* Your task:
Lay out the stretch from the line containing "Each instance receives exactly one keypoint. Mark the semi-dome" through the end of the records as a numbered list, leaving out blank lines.

==== Extracted information ====

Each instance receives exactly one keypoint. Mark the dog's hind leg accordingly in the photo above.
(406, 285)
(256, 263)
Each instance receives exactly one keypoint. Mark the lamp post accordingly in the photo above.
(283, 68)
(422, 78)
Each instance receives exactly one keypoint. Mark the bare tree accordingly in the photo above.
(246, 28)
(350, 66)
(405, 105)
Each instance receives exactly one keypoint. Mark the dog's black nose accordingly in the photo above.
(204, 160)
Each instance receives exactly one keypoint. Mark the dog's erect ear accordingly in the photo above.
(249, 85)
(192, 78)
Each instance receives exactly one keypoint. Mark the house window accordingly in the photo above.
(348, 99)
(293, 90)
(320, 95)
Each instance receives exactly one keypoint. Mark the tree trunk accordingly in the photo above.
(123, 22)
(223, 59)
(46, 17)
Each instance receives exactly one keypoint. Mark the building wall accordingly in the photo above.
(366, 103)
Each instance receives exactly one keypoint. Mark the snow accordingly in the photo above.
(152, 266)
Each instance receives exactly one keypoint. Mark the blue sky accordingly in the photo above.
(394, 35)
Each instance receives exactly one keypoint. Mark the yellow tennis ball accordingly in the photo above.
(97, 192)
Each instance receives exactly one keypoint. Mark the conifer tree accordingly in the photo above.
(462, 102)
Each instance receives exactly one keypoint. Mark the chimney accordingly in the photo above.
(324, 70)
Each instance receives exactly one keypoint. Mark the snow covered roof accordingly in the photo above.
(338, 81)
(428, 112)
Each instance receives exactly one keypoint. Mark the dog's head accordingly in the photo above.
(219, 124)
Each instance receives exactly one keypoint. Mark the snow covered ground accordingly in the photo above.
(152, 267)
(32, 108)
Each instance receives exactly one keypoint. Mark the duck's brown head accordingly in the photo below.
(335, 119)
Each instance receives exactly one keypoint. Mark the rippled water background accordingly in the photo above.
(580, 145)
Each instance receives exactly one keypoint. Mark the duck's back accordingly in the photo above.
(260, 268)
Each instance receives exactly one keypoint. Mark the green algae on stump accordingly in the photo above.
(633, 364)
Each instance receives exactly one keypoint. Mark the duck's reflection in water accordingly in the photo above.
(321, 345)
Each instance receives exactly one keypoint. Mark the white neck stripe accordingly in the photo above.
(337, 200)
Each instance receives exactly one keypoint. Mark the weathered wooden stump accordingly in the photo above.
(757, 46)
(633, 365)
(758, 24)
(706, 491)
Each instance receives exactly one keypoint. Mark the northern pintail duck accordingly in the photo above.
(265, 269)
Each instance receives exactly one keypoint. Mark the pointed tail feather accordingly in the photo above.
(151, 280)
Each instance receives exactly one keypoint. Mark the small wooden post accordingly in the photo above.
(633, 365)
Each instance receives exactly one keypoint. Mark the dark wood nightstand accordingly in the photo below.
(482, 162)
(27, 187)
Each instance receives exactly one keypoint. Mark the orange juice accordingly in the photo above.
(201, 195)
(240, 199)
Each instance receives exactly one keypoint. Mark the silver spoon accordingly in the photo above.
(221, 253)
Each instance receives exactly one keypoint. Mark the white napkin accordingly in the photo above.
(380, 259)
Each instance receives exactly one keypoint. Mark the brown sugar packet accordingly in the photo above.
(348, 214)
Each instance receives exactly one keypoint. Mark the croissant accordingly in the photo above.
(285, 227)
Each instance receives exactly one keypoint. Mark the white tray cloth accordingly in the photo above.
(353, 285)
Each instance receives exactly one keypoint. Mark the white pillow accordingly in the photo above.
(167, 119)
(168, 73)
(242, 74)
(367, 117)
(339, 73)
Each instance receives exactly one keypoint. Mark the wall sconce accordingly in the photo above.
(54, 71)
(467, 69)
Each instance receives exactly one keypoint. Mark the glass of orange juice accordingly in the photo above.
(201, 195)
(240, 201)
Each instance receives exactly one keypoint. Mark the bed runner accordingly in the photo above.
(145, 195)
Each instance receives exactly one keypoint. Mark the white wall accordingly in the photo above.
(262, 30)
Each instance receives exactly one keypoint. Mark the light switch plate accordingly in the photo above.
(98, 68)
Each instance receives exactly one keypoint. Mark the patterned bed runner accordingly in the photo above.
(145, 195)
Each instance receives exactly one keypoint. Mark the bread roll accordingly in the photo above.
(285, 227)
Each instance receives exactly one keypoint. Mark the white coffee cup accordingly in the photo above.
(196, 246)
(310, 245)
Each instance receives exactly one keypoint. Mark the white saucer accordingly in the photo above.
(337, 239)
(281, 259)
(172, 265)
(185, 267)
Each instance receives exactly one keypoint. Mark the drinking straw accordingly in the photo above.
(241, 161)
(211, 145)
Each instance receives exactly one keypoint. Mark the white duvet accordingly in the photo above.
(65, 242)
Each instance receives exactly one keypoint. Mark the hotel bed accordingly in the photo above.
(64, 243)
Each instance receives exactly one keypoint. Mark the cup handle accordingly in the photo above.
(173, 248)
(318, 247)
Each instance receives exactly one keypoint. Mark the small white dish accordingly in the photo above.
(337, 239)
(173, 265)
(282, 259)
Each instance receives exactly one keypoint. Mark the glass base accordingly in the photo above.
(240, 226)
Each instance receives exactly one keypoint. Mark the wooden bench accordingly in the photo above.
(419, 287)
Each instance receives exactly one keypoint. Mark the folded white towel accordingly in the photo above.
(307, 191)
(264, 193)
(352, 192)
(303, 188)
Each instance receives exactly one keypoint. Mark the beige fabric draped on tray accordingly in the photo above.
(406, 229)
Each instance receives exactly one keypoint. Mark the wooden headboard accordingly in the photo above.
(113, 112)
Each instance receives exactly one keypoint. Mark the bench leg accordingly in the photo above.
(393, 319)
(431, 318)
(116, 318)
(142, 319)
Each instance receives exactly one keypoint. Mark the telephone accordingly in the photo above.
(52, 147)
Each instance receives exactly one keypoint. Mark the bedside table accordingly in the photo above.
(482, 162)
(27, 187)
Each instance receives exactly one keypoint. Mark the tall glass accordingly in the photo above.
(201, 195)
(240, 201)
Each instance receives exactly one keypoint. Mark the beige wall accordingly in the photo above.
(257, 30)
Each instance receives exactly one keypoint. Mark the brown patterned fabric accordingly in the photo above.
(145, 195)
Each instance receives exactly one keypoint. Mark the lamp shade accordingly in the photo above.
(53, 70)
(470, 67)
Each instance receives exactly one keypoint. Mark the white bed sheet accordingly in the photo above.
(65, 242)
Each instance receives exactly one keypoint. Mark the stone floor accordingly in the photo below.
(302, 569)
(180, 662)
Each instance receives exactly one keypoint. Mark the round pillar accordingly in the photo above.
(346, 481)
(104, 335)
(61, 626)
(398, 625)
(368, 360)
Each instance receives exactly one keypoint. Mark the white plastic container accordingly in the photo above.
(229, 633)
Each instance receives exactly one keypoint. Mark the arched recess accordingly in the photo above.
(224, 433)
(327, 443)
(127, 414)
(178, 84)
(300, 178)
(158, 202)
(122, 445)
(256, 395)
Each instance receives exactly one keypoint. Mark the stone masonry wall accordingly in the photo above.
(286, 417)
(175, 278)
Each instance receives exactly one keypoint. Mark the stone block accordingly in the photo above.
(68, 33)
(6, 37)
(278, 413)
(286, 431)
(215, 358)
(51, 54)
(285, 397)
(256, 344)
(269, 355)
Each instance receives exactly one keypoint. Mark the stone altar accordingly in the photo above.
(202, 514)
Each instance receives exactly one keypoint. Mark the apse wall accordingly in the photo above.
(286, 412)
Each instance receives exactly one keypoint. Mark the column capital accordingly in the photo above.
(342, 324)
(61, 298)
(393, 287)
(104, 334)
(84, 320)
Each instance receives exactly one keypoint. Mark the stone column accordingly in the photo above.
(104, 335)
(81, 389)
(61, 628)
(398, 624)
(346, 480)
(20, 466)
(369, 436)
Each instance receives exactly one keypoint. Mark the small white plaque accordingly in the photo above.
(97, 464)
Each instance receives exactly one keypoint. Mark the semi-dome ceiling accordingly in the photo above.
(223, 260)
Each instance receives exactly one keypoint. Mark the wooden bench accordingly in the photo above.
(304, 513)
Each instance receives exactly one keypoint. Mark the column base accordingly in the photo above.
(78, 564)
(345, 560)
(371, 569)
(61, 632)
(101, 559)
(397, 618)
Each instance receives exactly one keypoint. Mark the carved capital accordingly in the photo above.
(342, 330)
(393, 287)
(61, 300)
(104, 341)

====

* Result for this task:
1. Each instance receives exactly one keypoint. Mark the semi-dome ceiling accordingly in the photo above.
2. (223, 260)
3. Each instance receives exactly one keypoint. Mark the wooden bench accordingly in the photo above.
4. (304, 513)
5. Each instance receives exactly one keypoint. Mark the column base accordingly in the photo above.
6. (78, 564)
7. (345, 560)
8. (371, 569)
9. (61, 632)
10. (101, 559)
11. (397, 618)
12. Each instance receives exactly one keypoint. Mark the carved capital accordingly in the photo above.
13. (342, 330)
14. (393, 287)
15. (61, 300)
16. (104, 341)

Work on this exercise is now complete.